# Text under study
☆ ☆ ☆ ☆

She got into George Washington University's Elliott School of International Affairs straight out of undergrad, where she ended up interning for a number of different places in DC. Washington was great for someone who wanted to get into politics.

To the Boardroom

In her last semester, Kalsoom started to do conflict resolution, which is what she had started to focus on in graduate school, and did a lot of work on counterterrorism. Conflict resolution at this time was really synonymous with counterterrorism.

She ended up getting hired by a defense contracting firm after graduate school, and then going straight into being an analyst right afterwards.

"For me, at least, my one biggest lesson was that your path is not linear."

When she graduated from college, she went straight to graduate school to explore foreign policy. It was the reason she moved to Washington DC. The common thread through everything was that she wanted to move things, to make an impact, and she really thought that that was her avenue to do that.

Her work in counterterrorism was, unfortunately, overrun with toxic masculinity. She was one of the youngest and one of the only women analysts in her division, and she started to realize she wasn’t being seen or heard for what she could bring to the table.

☆ ☆ ☆ ☆

# Raw data

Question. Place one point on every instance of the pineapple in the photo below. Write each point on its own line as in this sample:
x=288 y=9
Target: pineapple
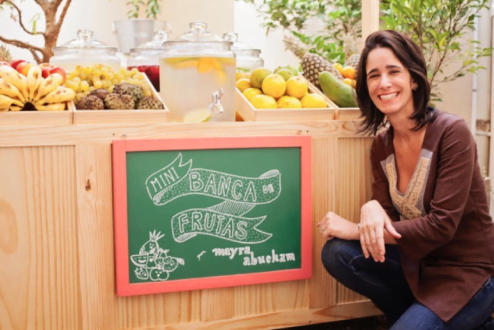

☆ ☆ ☆ ☆

# Instructions to follow
Decide whether each statement agrees with the text about Kalsoom's career, answering yes or no and quoting the words of the text that settle it: (a) Kalsoom went to graduate school right after college; (b) Kalsoom was hired by a defense contracting firm before she began graduate school; (c) Kalsoom was one of the only women analysts in her division. The lines have no connection to the text about Kalsoom's career.

# Exercise solution
(a) Yes: "When she graduated from college, she went straight to graduate school to explore foreign policy."
(b) No: "She ended up getting hired by a defense contracting firm after graduate school"
(c) Yes: "She was one of the youngest and one of the only women analysts in her division"